Saved entries
== Segment start ==

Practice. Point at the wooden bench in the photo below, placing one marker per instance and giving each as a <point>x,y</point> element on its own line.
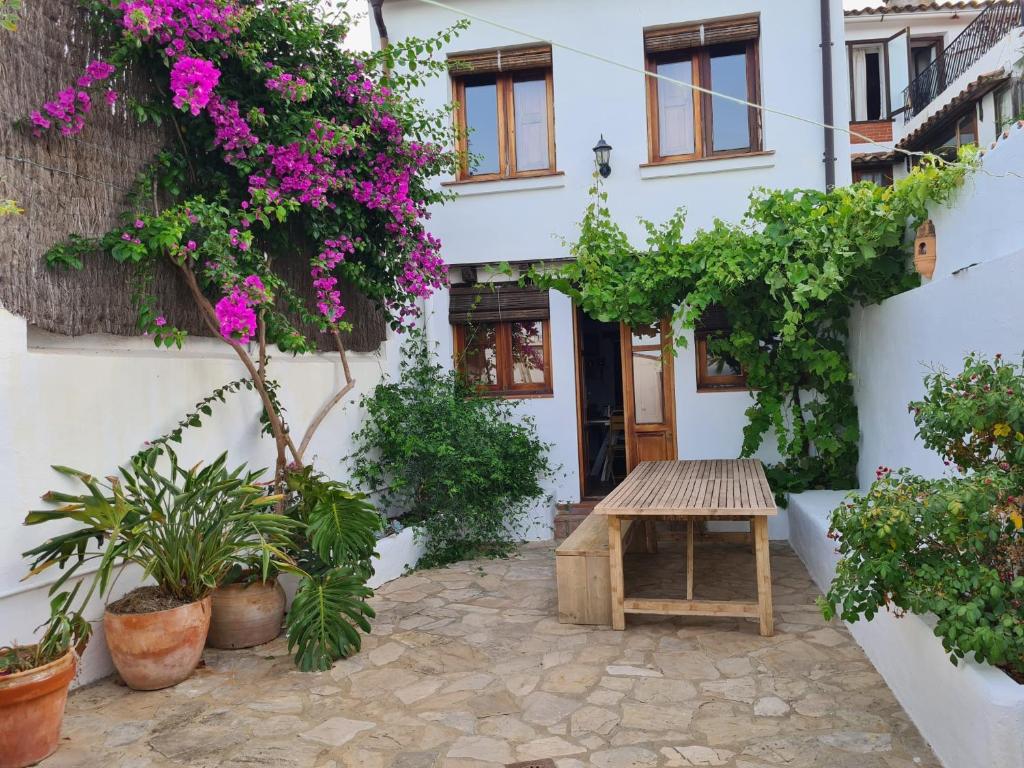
<point>583,574</point>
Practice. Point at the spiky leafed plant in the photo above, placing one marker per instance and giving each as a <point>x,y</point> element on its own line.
<point>184,528</point>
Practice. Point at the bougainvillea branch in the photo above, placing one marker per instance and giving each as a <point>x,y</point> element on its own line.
<point>286,145</point>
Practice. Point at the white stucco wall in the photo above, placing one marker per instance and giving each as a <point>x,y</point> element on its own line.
<point>90,402</point>
<point>894,344</point>
<point>523,219</point>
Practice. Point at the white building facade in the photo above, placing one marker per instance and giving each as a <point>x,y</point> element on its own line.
<point>931,77</point>
<point>534,111</point>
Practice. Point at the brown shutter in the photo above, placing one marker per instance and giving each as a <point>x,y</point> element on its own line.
<point>684,37</point>
<point>503,59</point>
<point>665,39</point>
<point>496,302</point>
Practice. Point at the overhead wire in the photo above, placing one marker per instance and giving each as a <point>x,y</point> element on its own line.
<point>709,91</point>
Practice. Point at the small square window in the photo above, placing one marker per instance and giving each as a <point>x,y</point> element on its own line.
<point>715,370</point>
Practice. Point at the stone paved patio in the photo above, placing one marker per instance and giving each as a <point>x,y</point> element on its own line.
<point>468,667</point>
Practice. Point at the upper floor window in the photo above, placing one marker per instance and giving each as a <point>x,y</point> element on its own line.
<point>684,124</point>
<point>505,113</point>
<point>868,78</point>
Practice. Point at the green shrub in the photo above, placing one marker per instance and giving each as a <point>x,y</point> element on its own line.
<point>464,467</point>
<point>954,546</point>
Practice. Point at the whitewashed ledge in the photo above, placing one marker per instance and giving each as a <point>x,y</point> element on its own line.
<point>395,554</point>
<point>971,714</point>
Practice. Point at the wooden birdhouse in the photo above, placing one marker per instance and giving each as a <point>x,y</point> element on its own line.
<point>924,250</point>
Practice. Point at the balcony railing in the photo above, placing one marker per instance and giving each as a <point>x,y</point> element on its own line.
<point>974,42</point>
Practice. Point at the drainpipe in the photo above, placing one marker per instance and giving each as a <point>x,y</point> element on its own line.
<point>378,7</point>
<point>828,109</point>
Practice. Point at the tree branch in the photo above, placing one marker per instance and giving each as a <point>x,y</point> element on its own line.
<point>335,399</point>
<point>210,317</point>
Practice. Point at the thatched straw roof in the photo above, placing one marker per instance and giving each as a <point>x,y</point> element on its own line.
<point>79,185</point>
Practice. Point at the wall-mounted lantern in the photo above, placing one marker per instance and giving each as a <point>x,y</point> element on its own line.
<point>602,152</point>
<point>924,250</point>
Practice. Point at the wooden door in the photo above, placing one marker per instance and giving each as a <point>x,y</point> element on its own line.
<point>648,393</point>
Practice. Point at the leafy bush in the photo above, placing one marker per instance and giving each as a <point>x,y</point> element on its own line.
<point>331,551</point>
<point>952,547</point>
<point>465,467</point>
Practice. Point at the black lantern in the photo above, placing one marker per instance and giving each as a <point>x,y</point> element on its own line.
<point>602,152</point>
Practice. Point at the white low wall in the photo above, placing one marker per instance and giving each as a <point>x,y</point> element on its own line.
<point>972,715</point>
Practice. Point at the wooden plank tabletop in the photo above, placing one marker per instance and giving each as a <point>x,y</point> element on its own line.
<point>705,487</point>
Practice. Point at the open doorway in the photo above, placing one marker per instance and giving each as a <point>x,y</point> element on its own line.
<point>602,423</point>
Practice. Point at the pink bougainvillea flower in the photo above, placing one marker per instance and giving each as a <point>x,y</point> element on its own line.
<point>237,316</point>
<point>193,81</point>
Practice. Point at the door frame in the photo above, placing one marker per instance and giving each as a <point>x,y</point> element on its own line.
<point>668,393</point>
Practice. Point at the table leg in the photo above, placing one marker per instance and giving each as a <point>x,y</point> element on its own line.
<point>650,537</point>
<point>689,559</point>
<point>615,572</point>
<point>760,525</point>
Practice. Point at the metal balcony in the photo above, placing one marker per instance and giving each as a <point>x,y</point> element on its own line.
<point>974,42</point>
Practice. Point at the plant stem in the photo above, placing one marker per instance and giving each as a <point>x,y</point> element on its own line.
<point>335,399</point>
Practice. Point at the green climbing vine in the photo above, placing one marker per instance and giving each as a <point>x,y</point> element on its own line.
<point>786,276</point>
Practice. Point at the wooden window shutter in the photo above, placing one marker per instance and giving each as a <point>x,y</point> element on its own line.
<point>497,302</point>
<point>502,59</point>
<point>684,37</point>
<point>665,39</point>
<point>732,31</point>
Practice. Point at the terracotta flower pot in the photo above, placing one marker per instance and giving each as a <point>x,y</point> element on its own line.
<point>159,649</point>
<point>246,614</point>
<point>31,710</point>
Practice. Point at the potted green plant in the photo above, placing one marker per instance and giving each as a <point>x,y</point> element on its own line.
<point>185,528</point>
<point>34,682</point>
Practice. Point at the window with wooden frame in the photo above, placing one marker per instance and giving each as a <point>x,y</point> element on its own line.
<point>684,124</point>
<point>880,174</point>
<point>716,372</point>
<point>505,113</point>
<point>502,338</point>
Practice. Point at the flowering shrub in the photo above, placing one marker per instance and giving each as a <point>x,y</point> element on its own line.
<point>69,108</point>
<point>281,135</point>
<point>952,547</point>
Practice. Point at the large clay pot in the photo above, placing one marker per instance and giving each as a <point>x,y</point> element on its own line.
<point>31,710</point>
<point>246,614</point>
<point>159,649</point>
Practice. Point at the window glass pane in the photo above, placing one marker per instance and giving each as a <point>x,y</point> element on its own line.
<point>527,352</point>
<point>965,130</point>
<point>481,125</point>
<point>648,391</point>
<point>721,366</point>
<point>646,335</point>
<point>480,355</point>
<point>675,110</point>
<point>1004,108</point>
<point>530,98</point>
<point>730,121</point>
<point>923,57</point>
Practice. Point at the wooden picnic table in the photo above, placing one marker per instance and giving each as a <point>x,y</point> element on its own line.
<point>692,491</point>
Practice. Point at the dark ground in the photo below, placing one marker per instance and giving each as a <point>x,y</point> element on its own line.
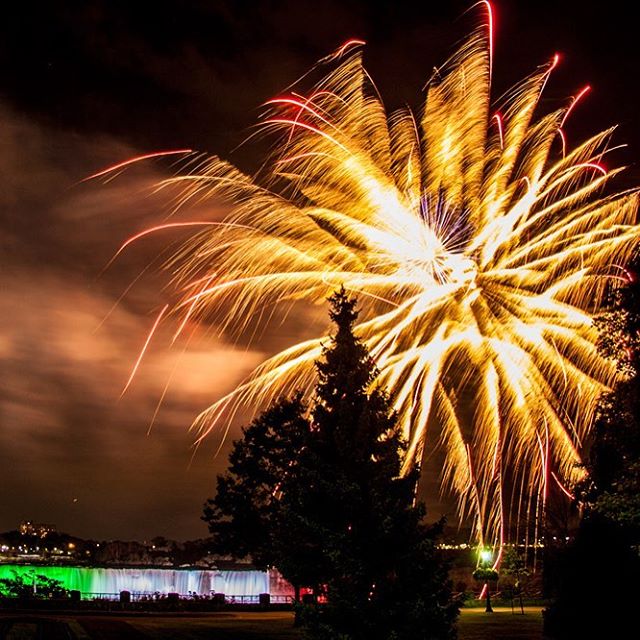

== Segment end ==

Please set down every record exactly as it appears, leaving out the pictures.

Practice. Point at the wooden bench in the photo below, placing one marker per instance and giving each as a <point>x,y</point> element on its own line.
<point>583,574</point>
Practice. Point at the spiky leafed plant in the photo above, placing one marker per instance and giving each as a <point>x,y</point> element on its own line.
<point>184,528</point>
Practice. Point at the bougainvillea branch in the photo above, placing one marker per instance and giving each as a <point>x,y</point> element on its own line.
<point>286,145</point>
Practice. Point at the white stucco wall in the photo above, placing one marker per instance and giving each as a <point>x,y</point> element on its own line.
<point>90,402</point>
<point>894,344</point>
<point>523,219</point>
Practice. Point at the white building facade in the photo above, placing one marker per instance and giving each as a <point>x,y</point> element on its own line.
<point>931,77</point>
<point>534,111</point>
Practice. Point at the brown shutter in the photo above, placing one marker per instance and giving each as a <point>x,y</point> element on its own line.
<point>684,37</point>
<point>503,59</point>
<point>665,39</point>
<point>496,302</point>
Practice. Point at the overhead wire in the photo above, placing one marker per instance and giving each as a <point>x,y</point> element on its own line.
<point>709,91</point>
Practice. Point at the small square window in the photo above, placing one marker per instance and giving each as a <point>x,y</point> element on its own line.
<point>715,370</point>
Practice. Point at the stone paved patio in the photo above, placing one marker per instance and giving each as a <point>x,y</point> element on its own line.
<point>468,667</point>
Practice. Point at the upper floor window in the photo above, placing one marker per instance and giving each as a <point>x,y</point> element on its own line.
<point>684,124</point>
<point>505,113</point>
<point>868,78</point>
Practice. Point at the green shrub in the photo above, placing one marker per instance and giving each as a <point>x,y</point> element on its own line.
<point>464,467</point>
<point>954,546</point>
Practice. Point at the whitewashed ledge in the photo above, placing one marker per instance and giving each as a <point>x,y</point> element on its own line.
<point>395,554</point>
<point>971,714</point>
Practice. Point at the wooden birdhouse in the photo above, placing one marker per instance and giving each as a <point>x,y</point> element on its own line.
<point>924,250</point>
Practice. Point at the balcony railing in the photo above, placing one marker per instance and giving each as a <point>x,y</point> element on its own line.
<point>974,42</point>
Practice. Point at the drainpipe in the photo above, placing one marker per instance and giving each as a <point>x,y</point> element on its own line.
<point>378,7</point>
<point>828,109</point>
Practice. Point at the tree branch in the photo above, placing one marker per instance and giving each as a <point>x,y</point> element on its own line.
<point>335,399</point>
<point>210,317</point>
Practice. Point at the thatched straw roof in the photo above, placing one marker per instance and giving each as a <point>x,y</point> element on its own line.
<point>79,185</point>
Practice. Point at the wall-mounted lantern in the photo above, placing one marker per instance and giving each as a <point>x,y</point> element on its own line.
<point>602,152</point>
<point>924,250</point>
Practice. Point at the wooden door in the photo above, placing one marker per instance and giving each as a <point>x,y</point> element on its own line.
<point>648,393</point>
Practice. Point at the leafy bush in the photo above, placing one marker per instance and giving each as a <point>x,y</point> element on its own line.
<point>331,551</point>
<point>952,547</point>
<point>465,467</point>
Practice. Point at the black lantern in the photo above, placing one marker per instance and giving each as a <point>x,y</point> element on its own line.
<point>602,152</point>
Practice. Point at the white low wall in the photo above, placing one marker per instance and giving each as a <point>x,y</point> element on its own line.
<point>972,715</point>
Practice. Point at the wooden plank tabletop in the photo above, placing one marker per instance and giving each as a <point>x,y</point> element on its own line.
<point>705,487</point>
Practice. Point at the open doorway in the photo above, placing one marker per instance and giving each as a <point>x,y</point> element on its own line.
<point>602,423</point>
Practice. Point at the pink bougainvillea flower in the photo above, placing one marker per instance and giving each as a <point>x,y</point> element on its own line.
<point>237,316</point>
<point>193,81</point>
Practice. Point at the door frame in the photo above, placing one marker per instance and giving each as a <point>x,y</point> element on its own line.
<point>668,393</point>
Practice. Point at the table leg in the photo above, placing one marker per instance and giving each as a <point>x,y</point> element on its own line.
<point>650,537</point>
<point>689,559</point>
<point>615,572</point>
<point>760,525</point>
Practice. Point at the metal balcony in the photo above, placing one marker per instance and giving each as a <point>x,y</point> element on its own line.
<point>974,42</point>
Practice. Point at the plant stem in the photo above, placing one marker per instance and giving each as a <point>x,y</point> element on its own line.
<point>335,399</point>
Practice. Point at the green climbing vine in the photo above, placing one marker per instance and giving each as a <point>x,y</point> element on its own line.
<point>786,276</point>
Practice. Point at the wooden window shutter in the photo above, placing one marker per instance and giving each as a <point>x,y</point> element on its own line.
<point>497,302</point>
<point>502,59</point>
<point>684,37</point>
<point>665,39</point>
<point>732,31</point>
Practice. Point at the terracotta flower pot in the photo above, placing one marker per instance and giving each as a <point>x,y</point> element on its own line.
<point>159,649</point>
<point>246,614</point>
<point>31,710</point>
Practice. Point at the potted green plant in the photo above, placing one marker per instance and giving each as a <point>x,y</point> element on its own line.
<point>185,528</point>
<point>34,682</point>
Practice. Point at the window with wooden frame in the photo above, placing one marker per instance and giving each as a <point>x,y</point> element on its own line.
<point>684,124</point>
<point>880,174</point>
<point>716,372</point>
<point>505,113</point>
<point>502,338</point>
Practice. Point at the flowering shrub in the photo above, placing one marker per instance and giving each as a <point>x,y</point> element on its own line.
<point>69,108</point>
<point>281,135</point>
<point>952,547</point>
Practice. Point at the large clay pot in the photo above, placing one marker per instance and giving each as a <point>x,y</point> element on its own line.
<point>31,710</point>
<point>246,614</point>
<point>159,649</point>
Practice. Point at the window glass pane in the photo above, placing one marker per instance and giving each as a <point>x,y</point> element on its own line.
<point>527,352</point>
<point>965,130</point>
<point>481,125</point>
<point>648,391</point>
<point>721,366</point>
<point>646,335</point>
<point>480,355</point>
<point>675,110</point>
<point>1004,108</point>
<point>530,98</point>
<point>730,121</point>
<point>923,57</point>
Practice. Point at the wooden picnic table in the photo above, placing one marker per instance and giving each as a <point>x,y</point> element on its own line.
<point>692,491</point>
Practice. Point at the dark ground in the photo below, placing one marker per instance and giving each as a <point>x,y</point> element on its own line.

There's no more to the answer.